* TASK STATEMENT
Tell how many lines contain the string "soil" in the material underneath; the reply is that number and no more.

* EXERCISE INPUT
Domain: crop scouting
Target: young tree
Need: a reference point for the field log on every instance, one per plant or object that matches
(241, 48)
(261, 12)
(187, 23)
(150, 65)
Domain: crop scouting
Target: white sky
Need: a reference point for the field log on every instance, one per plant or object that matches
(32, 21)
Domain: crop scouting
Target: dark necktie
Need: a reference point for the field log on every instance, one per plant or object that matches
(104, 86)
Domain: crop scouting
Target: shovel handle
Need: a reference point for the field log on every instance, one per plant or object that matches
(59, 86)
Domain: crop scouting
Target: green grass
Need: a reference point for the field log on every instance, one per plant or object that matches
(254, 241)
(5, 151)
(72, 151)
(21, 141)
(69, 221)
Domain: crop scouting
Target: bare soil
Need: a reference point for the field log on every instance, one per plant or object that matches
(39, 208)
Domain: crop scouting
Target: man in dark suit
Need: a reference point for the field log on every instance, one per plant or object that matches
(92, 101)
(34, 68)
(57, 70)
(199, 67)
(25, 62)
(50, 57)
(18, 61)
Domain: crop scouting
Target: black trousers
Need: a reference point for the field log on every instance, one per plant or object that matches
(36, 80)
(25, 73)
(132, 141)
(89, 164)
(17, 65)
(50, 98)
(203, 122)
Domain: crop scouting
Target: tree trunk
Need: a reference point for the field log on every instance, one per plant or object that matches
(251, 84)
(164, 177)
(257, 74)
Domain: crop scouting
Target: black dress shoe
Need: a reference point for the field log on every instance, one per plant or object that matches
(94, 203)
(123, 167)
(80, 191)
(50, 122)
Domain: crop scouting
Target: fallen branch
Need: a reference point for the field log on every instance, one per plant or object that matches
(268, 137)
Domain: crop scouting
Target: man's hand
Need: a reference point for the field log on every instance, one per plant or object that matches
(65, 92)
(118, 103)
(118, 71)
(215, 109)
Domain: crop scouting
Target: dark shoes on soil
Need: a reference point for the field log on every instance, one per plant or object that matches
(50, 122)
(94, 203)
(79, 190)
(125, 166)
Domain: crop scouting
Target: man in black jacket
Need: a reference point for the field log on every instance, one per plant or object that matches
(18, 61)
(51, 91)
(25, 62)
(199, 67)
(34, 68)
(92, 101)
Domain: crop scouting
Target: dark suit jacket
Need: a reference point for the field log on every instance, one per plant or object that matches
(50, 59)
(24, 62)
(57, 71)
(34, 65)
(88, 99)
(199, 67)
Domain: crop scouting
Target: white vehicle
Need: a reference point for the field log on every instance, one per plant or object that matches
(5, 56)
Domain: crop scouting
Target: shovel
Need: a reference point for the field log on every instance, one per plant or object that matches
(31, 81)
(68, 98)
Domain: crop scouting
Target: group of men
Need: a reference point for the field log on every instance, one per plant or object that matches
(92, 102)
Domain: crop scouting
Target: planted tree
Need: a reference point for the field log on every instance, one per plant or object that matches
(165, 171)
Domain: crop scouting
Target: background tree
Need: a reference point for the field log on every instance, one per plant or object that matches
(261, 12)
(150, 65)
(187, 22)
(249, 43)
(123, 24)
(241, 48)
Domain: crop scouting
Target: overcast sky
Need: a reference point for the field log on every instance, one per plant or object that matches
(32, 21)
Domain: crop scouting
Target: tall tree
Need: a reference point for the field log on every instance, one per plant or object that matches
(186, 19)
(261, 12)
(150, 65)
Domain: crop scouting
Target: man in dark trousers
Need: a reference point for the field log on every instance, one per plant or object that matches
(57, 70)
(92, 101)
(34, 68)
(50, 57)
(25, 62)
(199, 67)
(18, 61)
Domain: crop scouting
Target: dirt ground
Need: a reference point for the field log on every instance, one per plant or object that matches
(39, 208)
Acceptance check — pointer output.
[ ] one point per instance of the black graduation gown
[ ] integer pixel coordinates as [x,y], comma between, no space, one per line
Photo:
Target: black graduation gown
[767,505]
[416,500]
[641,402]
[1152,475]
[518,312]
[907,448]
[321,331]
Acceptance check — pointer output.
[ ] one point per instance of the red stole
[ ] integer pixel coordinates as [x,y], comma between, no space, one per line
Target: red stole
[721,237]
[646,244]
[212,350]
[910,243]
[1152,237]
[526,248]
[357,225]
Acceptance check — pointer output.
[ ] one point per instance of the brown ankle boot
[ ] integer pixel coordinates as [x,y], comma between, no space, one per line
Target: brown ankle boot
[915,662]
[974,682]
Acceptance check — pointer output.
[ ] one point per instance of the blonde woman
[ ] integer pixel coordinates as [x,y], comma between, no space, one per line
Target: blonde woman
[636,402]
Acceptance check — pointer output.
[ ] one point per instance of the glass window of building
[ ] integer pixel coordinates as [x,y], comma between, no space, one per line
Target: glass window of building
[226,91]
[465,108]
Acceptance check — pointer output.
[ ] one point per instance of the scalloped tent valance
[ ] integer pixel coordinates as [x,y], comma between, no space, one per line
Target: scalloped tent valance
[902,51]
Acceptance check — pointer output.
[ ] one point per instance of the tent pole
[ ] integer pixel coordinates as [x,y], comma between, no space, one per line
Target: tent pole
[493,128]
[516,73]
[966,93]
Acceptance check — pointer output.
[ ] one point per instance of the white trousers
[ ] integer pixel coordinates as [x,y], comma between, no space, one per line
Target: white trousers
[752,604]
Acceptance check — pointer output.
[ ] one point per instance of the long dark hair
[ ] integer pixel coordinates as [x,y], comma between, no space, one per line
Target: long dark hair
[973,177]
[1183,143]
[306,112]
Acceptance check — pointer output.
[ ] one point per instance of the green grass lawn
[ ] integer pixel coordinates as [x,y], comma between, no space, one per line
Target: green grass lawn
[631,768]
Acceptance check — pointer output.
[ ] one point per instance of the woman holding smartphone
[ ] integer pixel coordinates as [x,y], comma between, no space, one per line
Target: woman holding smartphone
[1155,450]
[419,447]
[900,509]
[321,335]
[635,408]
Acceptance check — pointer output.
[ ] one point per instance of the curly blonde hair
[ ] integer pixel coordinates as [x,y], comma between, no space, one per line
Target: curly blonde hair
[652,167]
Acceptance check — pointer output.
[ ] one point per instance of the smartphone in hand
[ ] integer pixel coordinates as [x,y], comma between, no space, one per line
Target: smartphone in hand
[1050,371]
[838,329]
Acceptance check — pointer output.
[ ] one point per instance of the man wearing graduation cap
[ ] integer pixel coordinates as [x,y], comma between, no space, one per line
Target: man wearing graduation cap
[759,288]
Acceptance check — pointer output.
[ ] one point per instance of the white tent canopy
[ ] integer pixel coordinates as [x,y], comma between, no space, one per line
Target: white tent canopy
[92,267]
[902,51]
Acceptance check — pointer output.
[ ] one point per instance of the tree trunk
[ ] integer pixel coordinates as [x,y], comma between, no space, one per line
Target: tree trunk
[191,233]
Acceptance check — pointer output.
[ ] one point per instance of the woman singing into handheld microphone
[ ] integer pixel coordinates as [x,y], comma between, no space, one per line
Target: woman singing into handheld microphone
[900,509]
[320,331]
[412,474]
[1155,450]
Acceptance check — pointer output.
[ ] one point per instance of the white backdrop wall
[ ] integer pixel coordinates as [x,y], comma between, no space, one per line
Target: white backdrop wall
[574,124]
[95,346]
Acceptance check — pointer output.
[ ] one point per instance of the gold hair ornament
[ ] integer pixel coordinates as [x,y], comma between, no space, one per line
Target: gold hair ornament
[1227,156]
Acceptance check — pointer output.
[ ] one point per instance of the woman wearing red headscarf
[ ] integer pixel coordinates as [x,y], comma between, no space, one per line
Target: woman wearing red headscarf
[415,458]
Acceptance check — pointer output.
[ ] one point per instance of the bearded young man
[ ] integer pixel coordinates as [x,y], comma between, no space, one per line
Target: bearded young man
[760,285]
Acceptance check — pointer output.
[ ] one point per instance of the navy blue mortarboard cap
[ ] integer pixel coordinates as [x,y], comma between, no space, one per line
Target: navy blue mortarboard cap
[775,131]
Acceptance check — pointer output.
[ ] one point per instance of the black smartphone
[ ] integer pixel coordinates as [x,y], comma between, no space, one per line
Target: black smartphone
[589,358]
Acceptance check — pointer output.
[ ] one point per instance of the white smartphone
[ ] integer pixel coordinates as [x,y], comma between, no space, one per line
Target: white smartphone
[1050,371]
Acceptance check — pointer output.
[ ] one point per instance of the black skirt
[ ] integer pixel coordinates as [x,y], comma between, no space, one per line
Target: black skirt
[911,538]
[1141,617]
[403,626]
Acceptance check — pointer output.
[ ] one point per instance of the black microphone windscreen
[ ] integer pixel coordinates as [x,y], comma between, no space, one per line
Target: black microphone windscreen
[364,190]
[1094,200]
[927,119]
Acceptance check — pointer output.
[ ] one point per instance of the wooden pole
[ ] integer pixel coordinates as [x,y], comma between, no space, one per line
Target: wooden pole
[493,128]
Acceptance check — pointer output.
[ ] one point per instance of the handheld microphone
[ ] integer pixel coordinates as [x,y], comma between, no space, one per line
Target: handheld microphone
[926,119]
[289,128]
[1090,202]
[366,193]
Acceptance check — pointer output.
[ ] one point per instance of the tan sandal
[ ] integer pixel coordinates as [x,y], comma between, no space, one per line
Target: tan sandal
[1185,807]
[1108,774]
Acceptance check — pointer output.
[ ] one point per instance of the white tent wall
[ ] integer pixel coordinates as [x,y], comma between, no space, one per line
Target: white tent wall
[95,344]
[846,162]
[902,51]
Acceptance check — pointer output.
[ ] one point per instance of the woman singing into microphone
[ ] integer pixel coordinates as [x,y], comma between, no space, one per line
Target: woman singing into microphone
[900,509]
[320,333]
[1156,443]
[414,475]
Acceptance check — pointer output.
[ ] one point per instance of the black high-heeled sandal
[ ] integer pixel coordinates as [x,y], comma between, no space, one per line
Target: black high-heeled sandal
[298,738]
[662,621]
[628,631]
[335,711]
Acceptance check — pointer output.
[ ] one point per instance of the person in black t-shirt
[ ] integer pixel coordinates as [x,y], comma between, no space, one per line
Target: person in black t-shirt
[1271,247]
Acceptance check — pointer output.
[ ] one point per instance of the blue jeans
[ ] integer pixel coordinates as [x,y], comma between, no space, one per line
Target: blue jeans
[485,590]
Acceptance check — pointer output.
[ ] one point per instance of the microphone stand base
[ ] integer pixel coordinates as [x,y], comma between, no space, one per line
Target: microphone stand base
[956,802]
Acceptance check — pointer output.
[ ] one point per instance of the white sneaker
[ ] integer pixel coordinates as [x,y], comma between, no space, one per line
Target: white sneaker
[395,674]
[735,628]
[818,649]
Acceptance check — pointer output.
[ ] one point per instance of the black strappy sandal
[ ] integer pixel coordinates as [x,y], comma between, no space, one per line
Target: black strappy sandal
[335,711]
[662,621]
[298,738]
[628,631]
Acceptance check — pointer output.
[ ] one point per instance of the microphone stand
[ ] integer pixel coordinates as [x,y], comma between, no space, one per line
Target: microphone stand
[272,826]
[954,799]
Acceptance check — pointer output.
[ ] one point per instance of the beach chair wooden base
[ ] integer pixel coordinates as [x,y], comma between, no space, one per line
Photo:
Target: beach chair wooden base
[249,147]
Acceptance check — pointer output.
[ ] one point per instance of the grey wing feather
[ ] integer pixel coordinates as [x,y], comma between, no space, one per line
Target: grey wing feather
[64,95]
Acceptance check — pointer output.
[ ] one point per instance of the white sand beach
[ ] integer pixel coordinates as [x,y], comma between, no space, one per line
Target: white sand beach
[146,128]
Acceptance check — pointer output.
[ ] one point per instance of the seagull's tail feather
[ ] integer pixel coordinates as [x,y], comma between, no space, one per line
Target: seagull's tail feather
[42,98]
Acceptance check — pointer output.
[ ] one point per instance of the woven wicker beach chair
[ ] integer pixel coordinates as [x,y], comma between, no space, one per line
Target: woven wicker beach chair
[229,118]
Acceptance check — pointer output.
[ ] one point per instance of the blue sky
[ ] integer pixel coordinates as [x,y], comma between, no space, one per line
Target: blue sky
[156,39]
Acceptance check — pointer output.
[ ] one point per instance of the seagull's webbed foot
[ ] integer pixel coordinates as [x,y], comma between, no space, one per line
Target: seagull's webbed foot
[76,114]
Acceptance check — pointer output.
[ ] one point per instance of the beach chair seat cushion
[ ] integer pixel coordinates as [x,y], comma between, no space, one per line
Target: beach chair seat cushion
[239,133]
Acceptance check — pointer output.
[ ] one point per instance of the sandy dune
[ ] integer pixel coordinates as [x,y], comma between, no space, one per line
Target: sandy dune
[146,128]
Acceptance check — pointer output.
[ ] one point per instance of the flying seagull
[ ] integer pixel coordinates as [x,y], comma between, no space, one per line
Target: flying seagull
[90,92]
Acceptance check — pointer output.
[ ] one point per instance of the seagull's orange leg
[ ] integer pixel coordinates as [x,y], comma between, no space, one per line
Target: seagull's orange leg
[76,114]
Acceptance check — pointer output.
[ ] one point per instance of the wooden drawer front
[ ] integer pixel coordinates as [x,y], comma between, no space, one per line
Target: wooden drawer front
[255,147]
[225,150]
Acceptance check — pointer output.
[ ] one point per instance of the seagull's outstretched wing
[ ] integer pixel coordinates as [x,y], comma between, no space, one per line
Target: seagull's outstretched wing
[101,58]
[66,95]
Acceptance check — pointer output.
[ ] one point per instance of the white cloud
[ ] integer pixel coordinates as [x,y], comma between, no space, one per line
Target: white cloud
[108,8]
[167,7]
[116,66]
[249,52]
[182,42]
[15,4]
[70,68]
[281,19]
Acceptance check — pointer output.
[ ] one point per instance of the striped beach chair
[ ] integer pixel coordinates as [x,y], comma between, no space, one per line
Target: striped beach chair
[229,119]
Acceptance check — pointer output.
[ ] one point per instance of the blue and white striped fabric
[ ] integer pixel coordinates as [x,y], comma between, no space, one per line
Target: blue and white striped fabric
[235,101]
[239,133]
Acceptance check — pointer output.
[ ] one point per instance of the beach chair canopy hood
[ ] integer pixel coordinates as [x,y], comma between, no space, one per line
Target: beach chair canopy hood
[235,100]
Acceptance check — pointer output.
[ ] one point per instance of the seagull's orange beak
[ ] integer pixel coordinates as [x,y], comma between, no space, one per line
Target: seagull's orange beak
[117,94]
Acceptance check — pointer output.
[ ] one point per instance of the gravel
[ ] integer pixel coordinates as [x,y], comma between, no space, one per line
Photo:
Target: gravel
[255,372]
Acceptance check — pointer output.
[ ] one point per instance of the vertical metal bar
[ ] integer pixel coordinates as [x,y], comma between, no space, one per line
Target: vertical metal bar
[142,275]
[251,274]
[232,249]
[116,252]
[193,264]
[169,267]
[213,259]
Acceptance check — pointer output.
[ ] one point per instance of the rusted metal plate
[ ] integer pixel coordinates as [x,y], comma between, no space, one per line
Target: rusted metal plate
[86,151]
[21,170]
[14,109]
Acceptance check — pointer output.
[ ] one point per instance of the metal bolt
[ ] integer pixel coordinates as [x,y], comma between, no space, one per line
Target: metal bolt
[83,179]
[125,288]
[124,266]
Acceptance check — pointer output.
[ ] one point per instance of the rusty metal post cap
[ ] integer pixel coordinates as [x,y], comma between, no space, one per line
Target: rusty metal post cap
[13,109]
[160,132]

* WRITTEN ANSWER
2